• [OPDRACHT A]
Kijk of deze uitspraken kloppen met de tekst over gelijkenissen: (i) de fysieke wijngaard kent drie gesteldheden, (ii) gelijkenissen waren in de Bijbelse tijd minder gebruikelijk dan nu, (iii) de tijden van het geloof komen overeen met de ouderdom. Antwoord per uitspraak met ja of nee, en citeer de woorden uit de tekst die de doorslag geven letterlijk.

Gelijkenissen (week 10 van 52)

 

Een gelijkenis is iets wat op een soortgelijk iets lijkt, een identieke verhouding. Dit was volgens Jezus in de Bijbelse tijd gebruikelijker dan nu. De Bijbel is er bekend mee: ´Het hemelrijk is gelijk een wijngaard´.

 

De fysieke wijngaard kent drie gesteldheden zoals aarde, water, en licht. Deze moeten samenwerken om op een hogere trap wat geestelijks voort te brengen. Alle dingen in de goddelijke schepping gaan steeds opstijgend en ondergaan allerlei trappen. In de geschriften van Mayerhofer staat: ´Zoals de onderste, in de vaste materie gebonden geest eerst tot aan de hoogste trede die op aarde mogelijk is, tot aan het mens-zijn omhoog steeg, zo moet hij (de mens) in het geestenrijk weer als een eenvoudige mensenziel beginnen om tot hoogste engelgeest, ja tot Mijzelf op te stijgen.´

 

De Heer zegt dus dat in dit opzicht het hemelrijk met een wijngaard overeenkomt. Hij, de Schepper van alles is de hemelse Heer van de geestelijke wijngaard en zoekt alle verloren mensen terug te vinden. Want zegt Hij verder: ´Zij die er niet van wisten wat hun taak op deze aarde was en wat hun doel verder in de geestelijke wereld zal zijn.´

 

De tijden van het geloof waren de eerste beginselen van een goddelijke leer en komen overeen met de kinderleeftijd. De Heer zegt hierover: ´Nu kom Ik terug in de periode van de ´ouderdom´ van de mensheid, waarin zij rijp is om spoedig een geestelijke verandering tegemoet gaan…´ en ….´jullie, Mijn kinderen, zijn met de gehele mensheid vanaf nu de periode van de ´hoge ouderdom´ binnengetreden.

• [Gegevens met gebiedsaanduidingen]
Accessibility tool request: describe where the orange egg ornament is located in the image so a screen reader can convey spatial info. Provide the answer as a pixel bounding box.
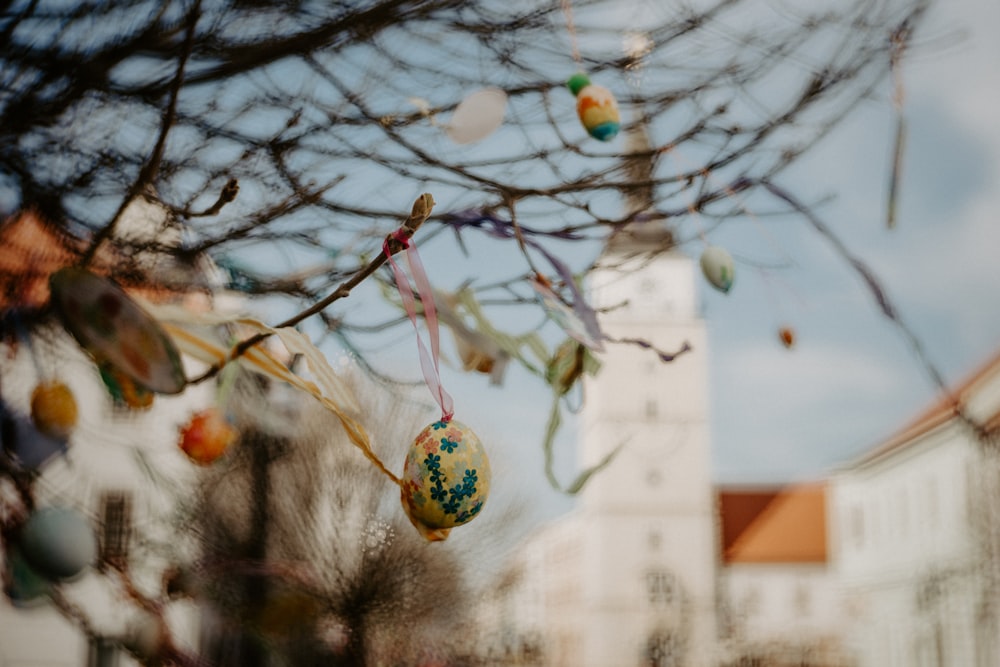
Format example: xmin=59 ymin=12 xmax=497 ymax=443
xmin=778 ymin=327 xmax=795 ymax=349
xmin=31 ymin=381 xmax=79 ymax=440
xmin=177 ymin=408 xmax=237 ymax=465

• [OPDRACHT B]
Wissel in alle gegevens (dus niet in de leestekst) "orange" om voor "red" en laat de rest ongewijzigd. Schrijf de regels opnieuw op, zonder de afbeeldingen.

• [JOUW ANTWOORD A]
(i) Ja: "De fysieke wijngaard kent drie gesteldheden zoals aarde, water, en licht."
(ii) Nee: "Dit was volgens Jezus in de Bijbelse tijd gebruikelijker dan nu."
(iii) Nee: "De tijden van het geloof waren de eerste beginselen van een goddelijke leer en komen overeen met de kinderleeftijd."

• [JOUW ANTWOORD B]
Accessibility tool request: describe where the red egg ornament is located in the image so a screen reader can convey spatial info. Provide the answer as a pixel bounding box.
Format example: xmin=59 ymin=12 xmax=497 ymax=443
xmin=778 ymin=327 xmax=795 ymax=349
xmin=31 ymin=381 xmax=79 ymax=440
xmin=177 ymin=408 xmax=237 ymax=465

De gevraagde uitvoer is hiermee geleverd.